> **Problem statement**
From the line containing "Find every instance of the wooden" through the final line of the records, reproduce every line exactly.

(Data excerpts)
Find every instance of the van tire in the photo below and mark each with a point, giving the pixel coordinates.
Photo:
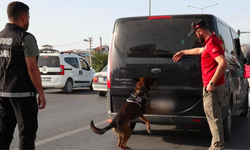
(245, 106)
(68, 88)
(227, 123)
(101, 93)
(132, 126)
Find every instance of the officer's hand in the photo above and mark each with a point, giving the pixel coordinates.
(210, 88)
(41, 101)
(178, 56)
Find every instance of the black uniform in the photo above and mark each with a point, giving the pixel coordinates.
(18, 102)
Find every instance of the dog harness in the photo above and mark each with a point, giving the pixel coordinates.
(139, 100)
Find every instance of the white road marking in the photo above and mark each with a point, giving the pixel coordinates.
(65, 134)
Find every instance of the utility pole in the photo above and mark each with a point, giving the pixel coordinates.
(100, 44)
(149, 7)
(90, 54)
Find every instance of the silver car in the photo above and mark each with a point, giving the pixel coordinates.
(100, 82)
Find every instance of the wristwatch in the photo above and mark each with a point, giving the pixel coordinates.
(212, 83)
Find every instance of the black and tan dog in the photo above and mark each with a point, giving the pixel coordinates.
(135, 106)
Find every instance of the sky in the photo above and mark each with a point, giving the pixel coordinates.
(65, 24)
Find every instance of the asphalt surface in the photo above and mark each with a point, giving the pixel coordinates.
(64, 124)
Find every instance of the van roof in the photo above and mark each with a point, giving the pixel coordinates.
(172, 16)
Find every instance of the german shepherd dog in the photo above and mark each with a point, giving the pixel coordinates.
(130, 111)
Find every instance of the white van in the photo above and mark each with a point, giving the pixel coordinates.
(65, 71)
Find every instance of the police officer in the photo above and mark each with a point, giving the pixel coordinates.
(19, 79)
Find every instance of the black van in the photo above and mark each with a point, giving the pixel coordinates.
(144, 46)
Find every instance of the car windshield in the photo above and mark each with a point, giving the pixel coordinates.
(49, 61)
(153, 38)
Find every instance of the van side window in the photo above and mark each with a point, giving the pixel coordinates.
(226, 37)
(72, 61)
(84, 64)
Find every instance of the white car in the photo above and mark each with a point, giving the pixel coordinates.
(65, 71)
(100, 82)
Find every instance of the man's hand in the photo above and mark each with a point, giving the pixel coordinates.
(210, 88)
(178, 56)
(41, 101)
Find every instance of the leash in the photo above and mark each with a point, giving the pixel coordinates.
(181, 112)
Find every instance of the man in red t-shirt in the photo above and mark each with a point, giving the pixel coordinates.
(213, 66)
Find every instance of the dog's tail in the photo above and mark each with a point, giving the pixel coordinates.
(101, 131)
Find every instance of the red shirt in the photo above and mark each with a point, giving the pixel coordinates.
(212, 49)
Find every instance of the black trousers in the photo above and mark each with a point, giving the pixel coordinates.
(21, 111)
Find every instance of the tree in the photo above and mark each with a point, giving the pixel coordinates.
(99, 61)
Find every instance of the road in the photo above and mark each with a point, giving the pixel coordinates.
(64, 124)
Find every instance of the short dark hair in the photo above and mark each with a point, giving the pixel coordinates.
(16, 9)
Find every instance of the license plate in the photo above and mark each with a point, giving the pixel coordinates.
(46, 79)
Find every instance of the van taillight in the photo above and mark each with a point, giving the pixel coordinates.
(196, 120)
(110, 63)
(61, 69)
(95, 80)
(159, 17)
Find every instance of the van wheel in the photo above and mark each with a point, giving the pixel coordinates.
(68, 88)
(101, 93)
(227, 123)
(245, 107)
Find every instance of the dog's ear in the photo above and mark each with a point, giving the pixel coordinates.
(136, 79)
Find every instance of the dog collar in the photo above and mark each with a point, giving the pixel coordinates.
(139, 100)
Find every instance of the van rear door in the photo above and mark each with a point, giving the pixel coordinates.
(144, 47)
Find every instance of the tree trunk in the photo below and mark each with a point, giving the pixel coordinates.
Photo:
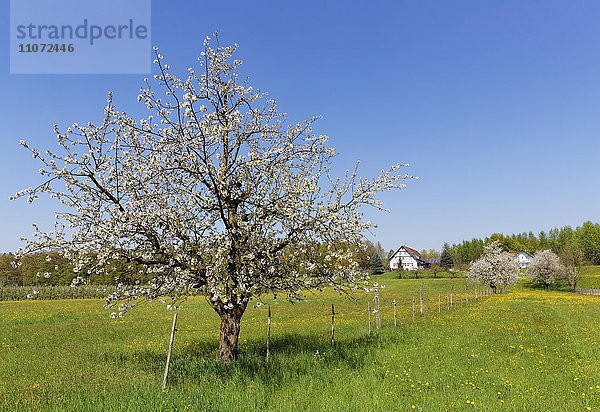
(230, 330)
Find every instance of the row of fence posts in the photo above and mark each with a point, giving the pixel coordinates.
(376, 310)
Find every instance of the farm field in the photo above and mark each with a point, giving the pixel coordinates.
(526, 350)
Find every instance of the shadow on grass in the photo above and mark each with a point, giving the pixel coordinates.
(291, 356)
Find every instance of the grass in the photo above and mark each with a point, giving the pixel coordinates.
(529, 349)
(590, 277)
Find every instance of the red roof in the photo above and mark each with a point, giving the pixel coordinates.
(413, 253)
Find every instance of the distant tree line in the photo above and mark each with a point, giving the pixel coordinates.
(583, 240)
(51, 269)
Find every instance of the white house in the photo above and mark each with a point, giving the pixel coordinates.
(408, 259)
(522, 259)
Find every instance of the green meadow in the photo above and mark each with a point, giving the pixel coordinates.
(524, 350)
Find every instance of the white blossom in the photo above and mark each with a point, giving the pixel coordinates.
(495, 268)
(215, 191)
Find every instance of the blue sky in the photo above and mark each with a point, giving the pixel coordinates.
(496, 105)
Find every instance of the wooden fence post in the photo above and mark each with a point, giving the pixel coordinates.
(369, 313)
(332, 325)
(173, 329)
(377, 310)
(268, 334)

> **Solution to this task**
Find every instance of the wooden fence post in the photo above and mark each with a point, giving the pixel coordinates.
(369, 313)
(332, 325)
(173, 329)
(377, 310)
(268, 334)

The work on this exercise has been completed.